WORK INSTRUCTIONS
Search the records below for the word "instance", then return every line where it appears.

(Saved data entries)
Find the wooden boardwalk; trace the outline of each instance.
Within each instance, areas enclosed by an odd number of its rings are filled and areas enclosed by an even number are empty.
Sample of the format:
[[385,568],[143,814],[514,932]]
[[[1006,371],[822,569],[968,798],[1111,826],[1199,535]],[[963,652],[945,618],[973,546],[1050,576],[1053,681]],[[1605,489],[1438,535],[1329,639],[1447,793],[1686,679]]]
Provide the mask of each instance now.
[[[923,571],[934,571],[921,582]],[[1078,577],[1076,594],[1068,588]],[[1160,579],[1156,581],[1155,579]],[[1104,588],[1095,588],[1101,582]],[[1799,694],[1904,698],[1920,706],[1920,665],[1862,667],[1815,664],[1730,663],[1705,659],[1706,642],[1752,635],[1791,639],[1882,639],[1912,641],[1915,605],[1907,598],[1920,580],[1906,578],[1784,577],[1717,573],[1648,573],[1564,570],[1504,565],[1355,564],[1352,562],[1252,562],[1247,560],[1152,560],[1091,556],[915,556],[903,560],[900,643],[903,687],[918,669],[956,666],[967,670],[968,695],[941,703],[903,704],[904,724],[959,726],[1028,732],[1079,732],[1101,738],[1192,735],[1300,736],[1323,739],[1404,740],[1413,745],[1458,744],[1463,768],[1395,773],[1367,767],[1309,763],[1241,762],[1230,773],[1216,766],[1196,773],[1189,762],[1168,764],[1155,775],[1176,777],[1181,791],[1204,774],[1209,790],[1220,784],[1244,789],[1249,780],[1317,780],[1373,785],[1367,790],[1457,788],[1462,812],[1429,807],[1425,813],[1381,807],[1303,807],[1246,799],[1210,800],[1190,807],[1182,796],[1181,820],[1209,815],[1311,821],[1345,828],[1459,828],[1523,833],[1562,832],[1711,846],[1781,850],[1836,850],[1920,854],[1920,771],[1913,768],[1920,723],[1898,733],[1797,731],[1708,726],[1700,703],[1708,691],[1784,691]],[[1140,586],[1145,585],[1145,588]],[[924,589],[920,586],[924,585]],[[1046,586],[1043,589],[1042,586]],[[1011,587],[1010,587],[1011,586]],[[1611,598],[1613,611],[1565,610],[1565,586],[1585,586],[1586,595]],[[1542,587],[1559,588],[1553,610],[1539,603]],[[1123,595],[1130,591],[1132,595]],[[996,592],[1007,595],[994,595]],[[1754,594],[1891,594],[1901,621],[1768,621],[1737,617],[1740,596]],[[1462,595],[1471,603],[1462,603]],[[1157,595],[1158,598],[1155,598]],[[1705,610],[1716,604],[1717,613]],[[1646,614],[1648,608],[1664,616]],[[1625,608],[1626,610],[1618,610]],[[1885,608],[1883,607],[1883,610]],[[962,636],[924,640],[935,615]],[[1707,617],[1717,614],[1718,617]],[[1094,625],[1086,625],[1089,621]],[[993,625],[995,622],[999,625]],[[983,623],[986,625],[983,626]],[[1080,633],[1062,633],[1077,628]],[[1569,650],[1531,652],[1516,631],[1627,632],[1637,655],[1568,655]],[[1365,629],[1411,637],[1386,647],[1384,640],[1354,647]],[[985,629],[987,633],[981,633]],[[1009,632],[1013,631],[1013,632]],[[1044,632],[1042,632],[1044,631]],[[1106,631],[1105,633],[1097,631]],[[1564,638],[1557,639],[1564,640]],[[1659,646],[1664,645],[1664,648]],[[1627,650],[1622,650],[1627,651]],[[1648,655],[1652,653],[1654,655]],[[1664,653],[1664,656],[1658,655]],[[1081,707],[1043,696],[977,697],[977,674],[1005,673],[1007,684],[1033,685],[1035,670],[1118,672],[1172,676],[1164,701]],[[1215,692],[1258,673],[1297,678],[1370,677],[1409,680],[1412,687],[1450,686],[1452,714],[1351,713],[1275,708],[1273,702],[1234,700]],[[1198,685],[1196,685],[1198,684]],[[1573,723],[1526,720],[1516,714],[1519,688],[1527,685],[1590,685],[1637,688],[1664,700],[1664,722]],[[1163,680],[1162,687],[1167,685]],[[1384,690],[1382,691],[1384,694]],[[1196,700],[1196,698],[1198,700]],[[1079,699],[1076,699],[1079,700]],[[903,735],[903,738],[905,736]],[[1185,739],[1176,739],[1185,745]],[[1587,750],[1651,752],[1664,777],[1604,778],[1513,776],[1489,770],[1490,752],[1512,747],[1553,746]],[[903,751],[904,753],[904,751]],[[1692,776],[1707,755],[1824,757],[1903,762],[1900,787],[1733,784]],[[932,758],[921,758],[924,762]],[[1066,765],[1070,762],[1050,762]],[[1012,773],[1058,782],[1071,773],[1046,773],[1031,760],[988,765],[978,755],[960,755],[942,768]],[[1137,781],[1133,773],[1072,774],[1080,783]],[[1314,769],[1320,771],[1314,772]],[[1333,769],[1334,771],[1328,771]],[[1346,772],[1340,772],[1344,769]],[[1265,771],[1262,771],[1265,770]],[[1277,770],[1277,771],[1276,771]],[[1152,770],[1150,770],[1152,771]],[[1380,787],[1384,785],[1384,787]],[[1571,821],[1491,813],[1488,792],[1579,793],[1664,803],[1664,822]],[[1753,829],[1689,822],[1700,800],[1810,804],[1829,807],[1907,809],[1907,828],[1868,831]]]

SOLUTION FOR THIS PROBLEM
Find the wooden boardwalk; trace the outline of each instance.
Within each instance, areas enclosed by an odd number of its rings are filled and areas enclosed by an even number are empty.
Provide the mask of each instance now.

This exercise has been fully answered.